The exercise: Type the records out again in full, exactly.

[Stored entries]
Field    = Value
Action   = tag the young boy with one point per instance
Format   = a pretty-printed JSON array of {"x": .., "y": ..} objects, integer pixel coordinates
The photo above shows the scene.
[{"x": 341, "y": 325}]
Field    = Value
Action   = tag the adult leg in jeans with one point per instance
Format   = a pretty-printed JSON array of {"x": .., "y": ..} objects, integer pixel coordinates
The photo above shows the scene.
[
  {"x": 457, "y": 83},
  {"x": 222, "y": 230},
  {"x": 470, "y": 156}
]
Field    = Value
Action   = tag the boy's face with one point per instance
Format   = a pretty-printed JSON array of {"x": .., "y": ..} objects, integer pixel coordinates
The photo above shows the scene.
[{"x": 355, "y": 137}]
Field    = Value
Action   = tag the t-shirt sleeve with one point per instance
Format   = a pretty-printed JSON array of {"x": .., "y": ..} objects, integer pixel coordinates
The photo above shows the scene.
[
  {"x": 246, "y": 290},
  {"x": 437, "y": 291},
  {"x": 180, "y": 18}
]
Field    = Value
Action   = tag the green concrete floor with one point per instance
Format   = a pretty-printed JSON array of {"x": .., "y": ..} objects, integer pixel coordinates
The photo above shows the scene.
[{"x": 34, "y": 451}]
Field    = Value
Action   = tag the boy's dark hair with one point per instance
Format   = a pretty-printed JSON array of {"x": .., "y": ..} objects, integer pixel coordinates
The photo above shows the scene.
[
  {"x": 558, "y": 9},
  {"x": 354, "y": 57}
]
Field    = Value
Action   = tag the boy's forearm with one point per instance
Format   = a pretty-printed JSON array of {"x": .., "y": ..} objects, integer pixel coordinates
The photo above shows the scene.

Answer to this problem:
Field    = Value
Action   = tag the young boy with one point per instance
Format   = a pretty-printed JSON array of {"x": .., "y": ..} objects, integer pixel coordinates
The photo above shows the scene.
[{"x": 341, "y": 325}]
Field    = Value
Action   = tag the adult leg in jeans with one point per instance
Format   = a pretty-printed JSON array of {"x": .., "y": ..} objects, integer pixel coordinates
The photo above shows the scene.
[
  {"x": 457, "y": 83},
  {"x": 222, "y": 230},
  {"x": 470, "y": 156}
]
Field    = Value
Action   = tag the boy's face with one point per instance
Format   = a pretty-printed JSON array of {"x": .., "y": ..} objects, integer pixel coordinates
The photo above shows the scene.
[{"x": 355, "y": 137}]
Field    = Value
Action   = tag the t-shirt sleeve with one point per instance
Format   = a pretty-printed JSON array of {"x": .., "y": ..} objects, integer pixel coordinates
The photo above shows the scene.
[
  {"x": 246, "y": 290},
  {"x": 437, "y": 291},
  {"x": 180, "y": 18}
]
Field    = Value
Action   = tag the green concrete floor with one point per instance
Format   = a pretty-printed JSON array of {"x": .., "y": ..} objects, integer pixel coordinates
The photo above shows the scene.
[{"x": 34, "y": 451}]
Field    = Value
Action   = tag the boy's dark hair with one point per instance
Format   = a pretty-printed JSON array of {"x": .., "y": ..} objects, integer pixel coordinates
The photo above shows the scene.
[
  {"x": 558, "y": 9},
  {"x": 354, "y": 57}
]
Field    = Value
Action   = tag the boy's forearm with one point per instance
Format   = a pretty-printed JSON array of {"x": .., "y": ..} objects, integer pixel coordinates
The photo above shows the scene.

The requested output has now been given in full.